(Records excerpted from a collection)
——

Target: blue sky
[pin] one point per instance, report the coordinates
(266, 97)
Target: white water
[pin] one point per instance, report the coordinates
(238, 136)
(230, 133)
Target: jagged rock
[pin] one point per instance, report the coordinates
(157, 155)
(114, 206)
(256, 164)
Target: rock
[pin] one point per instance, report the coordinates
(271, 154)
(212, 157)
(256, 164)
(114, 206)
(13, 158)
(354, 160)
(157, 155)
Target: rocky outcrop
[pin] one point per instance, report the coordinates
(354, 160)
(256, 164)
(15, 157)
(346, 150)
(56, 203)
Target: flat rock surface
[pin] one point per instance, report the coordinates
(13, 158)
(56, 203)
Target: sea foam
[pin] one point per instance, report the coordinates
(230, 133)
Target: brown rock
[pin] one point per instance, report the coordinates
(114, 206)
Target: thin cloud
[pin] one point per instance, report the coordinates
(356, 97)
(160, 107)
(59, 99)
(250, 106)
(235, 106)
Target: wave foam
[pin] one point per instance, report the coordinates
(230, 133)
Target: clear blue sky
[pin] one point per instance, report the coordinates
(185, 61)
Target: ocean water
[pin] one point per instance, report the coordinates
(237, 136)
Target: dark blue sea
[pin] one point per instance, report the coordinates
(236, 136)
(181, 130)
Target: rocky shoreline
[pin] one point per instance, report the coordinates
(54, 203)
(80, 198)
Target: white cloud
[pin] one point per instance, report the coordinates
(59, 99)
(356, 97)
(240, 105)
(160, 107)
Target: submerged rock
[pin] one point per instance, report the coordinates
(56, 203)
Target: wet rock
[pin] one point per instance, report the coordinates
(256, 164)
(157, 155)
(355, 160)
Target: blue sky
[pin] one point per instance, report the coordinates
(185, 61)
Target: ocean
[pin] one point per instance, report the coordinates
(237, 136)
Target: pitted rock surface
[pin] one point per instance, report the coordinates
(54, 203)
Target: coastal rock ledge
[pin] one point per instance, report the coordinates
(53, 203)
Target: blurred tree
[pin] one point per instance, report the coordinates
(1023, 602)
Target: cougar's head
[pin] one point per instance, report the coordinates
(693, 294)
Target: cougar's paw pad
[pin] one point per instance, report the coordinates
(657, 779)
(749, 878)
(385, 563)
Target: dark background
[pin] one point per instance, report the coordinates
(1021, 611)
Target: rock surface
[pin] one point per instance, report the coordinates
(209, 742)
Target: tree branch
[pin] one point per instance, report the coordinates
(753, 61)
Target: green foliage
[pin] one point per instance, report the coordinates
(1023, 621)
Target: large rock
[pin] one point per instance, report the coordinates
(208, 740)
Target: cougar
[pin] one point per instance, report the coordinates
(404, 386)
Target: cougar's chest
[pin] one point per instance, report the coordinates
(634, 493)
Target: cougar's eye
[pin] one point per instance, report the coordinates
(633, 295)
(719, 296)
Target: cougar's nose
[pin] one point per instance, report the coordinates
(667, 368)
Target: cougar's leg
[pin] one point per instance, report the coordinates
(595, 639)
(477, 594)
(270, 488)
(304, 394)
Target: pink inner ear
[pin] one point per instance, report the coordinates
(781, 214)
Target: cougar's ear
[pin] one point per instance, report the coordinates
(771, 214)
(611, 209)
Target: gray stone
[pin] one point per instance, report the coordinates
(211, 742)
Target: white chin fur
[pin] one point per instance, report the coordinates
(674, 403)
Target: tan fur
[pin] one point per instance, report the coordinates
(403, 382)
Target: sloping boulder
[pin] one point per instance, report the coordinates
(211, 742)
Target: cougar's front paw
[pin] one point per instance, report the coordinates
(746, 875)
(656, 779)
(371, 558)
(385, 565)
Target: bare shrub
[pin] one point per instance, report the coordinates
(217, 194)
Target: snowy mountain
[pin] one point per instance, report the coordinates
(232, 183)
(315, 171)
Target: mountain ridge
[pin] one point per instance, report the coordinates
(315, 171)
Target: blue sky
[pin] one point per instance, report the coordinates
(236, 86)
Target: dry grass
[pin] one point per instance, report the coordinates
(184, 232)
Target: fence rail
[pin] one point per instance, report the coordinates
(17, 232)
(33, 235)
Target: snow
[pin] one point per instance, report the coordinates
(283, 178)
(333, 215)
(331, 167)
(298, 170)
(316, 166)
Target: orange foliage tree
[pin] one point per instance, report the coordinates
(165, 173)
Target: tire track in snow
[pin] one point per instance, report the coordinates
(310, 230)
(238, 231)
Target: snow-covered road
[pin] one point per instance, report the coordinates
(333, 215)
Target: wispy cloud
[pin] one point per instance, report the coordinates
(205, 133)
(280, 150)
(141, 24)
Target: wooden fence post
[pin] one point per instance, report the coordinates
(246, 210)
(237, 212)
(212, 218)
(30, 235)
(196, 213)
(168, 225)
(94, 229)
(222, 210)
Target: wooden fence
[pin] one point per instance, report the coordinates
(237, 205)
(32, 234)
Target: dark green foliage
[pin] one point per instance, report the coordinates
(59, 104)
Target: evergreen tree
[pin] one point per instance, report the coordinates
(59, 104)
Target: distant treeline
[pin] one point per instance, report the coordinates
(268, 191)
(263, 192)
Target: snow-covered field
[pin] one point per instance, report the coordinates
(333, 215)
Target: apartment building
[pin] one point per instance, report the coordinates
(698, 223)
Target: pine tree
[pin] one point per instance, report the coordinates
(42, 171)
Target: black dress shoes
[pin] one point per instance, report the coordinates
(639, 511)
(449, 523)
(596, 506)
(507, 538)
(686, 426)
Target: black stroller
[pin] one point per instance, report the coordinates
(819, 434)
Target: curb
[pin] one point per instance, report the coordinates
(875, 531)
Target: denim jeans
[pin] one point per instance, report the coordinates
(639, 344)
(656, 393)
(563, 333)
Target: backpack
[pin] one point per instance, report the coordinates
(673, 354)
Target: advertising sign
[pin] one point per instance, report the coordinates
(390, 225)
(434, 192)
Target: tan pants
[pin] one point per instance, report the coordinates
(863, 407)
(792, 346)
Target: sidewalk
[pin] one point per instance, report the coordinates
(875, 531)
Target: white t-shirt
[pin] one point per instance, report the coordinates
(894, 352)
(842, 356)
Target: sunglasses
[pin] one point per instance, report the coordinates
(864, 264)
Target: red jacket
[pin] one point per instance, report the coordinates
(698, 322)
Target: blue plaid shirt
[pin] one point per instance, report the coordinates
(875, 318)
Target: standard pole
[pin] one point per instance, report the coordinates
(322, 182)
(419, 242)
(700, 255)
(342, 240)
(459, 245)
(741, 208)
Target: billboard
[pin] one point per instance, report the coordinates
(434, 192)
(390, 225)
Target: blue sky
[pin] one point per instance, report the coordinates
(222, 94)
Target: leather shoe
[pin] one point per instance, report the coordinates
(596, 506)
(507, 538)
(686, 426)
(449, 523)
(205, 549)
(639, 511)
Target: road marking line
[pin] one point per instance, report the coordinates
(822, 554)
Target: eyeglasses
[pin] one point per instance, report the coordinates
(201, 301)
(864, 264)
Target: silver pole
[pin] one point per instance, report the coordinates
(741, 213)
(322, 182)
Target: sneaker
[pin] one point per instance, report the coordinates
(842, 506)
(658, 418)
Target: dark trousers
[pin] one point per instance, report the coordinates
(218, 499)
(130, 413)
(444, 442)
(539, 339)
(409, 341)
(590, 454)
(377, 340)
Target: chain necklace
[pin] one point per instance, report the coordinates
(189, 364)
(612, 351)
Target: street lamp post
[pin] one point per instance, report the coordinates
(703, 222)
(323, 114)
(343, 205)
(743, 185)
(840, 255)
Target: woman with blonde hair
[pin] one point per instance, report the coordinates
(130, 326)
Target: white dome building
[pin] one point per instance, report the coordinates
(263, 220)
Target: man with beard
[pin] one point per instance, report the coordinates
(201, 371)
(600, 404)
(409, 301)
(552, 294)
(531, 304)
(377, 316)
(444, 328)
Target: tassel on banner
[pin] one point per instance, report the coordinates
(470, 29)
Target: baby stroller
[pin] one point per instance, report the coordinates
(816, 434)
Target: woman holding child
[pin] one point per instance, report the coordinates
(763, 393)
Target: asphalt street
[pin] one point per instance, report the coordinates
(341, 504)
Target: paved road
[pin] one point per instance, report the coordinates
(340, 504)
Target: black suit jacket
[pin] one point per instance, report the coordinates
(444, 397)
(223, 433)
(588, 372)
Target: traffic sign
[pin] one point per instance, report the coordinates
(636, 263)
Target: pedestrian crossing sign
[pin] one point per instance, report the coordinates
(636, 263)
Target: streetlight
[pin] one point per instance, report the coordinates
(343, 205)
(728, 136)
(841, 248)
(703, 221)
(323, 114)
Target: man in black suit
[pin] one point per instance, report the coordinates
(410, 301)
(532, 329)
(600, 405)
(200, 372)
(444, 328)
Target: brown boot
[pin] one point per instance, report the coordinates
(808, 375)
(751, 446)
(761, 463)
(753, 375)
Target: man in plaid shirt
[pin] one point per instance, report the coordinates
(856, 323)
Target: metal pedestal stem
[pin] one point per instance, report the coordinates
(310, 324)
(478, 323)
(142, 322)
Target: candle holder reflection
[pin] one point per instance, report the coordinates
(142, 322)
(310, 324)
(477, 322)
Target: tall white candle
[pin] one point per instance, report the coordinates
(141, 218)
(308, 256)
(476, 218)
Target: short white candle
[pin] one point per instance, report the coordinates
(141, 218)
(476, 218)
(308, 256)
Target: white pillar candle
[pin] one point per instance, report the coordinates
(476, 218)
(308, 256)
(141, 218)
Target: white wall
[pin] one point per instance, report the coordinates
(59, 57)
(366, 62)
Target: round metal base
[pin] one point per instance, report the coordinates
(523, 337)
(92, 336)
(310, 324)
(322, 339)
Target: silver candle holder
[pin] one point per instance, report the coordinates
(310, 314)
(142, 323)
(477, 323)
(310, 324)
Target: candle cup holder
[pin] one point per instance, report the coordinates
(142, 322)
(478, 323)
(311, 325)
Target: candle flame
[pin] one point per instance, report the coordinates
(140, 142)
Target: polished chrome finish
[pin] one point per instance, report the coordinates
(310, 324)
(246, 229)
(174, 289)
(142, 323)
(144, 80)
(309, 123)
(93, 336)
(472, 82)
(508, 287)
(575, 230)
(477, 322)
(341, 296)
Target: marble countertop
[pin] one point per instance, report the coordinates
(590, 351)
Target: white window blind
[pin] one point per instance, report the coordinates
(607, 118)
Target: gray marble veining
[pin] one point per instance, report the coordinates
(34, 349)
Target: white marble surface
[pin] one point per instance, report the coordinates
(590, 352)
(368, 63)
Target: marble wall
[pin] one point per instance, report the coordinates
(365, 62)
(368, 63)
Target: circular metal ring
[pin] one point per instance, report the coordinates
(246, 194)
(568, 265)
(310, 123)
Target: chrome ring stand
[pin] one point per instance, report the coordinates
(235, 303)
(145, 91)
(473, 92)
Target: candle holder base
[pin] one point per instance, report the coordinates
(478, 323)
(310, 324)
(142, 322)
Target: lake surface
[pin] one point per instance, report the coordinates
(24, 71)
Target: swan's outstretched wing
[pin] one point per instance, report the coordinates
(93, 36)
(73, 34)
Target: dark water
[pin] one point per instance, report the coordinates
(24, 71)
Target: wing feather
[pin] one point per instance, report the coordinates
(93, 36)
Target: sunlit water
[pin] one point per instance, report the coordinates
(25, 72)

——

## WHAT YOU HAVE TO DO
Return exactly, and only, the line containing "Target: candle flame" and every line after it through the end of the material.

## THE REPLY
Target: candle flame
[pin] one point per instance, report the coordinates
(140, 142)
Target: polished chrome finish
[pin] one point per instance, report the coordinates
(310, 324)
(246, 229)
(174, 289)
(142, 323)
(144, 80)
(309, 123)
(93, 336)
(472, 82)
(508, 287)
(575, 230)
(477, 322)
(341, 296)
Target: marble countertop
[pin] one point per instance, report the coordinates
(590, 351)
Target: white window blind
[pin] one point per instance, report the coordinates
(607, 118)
Target: gray marble veining
[pin] one point per instance, report the coordinates
(34, 349)
Target: white marble surface
[pin] one point per instance, report the coordinates
(590, 352)
(368, 63)
Target: marble wall
[pin] one point per instance, report the coordinates
(365, 62)
(368, 63)
Target: circular metal ring
[pin] one point per instance, report the coordinates
(246, 194)
(568, 265)
(310, 123)
Target: chrome ring stand
[pin] one point per instance, report the coordinates
(235, 303)
(145, 91)
(473, 92)
Target: candle holder base
[pin] one point per instance, report the coordinates
(478, 323)
(310, 324)
(142, 322)
Target: lake surface
[pin] one point per instance, report the coordinates
(24, 71)
Target: swan's outstretched wing
[pin] one point per instance, report the coordinates
(93, 36)
(73, 34)
Target: dark water
[pin] one point per instance, report the coordinates
(24, 71)
Target: wing feather
[pin] one point per instance, report the coordinates
(93, 36)
Target: sunlit water
[pin] one point per instance, report the coordinates
(25, 72)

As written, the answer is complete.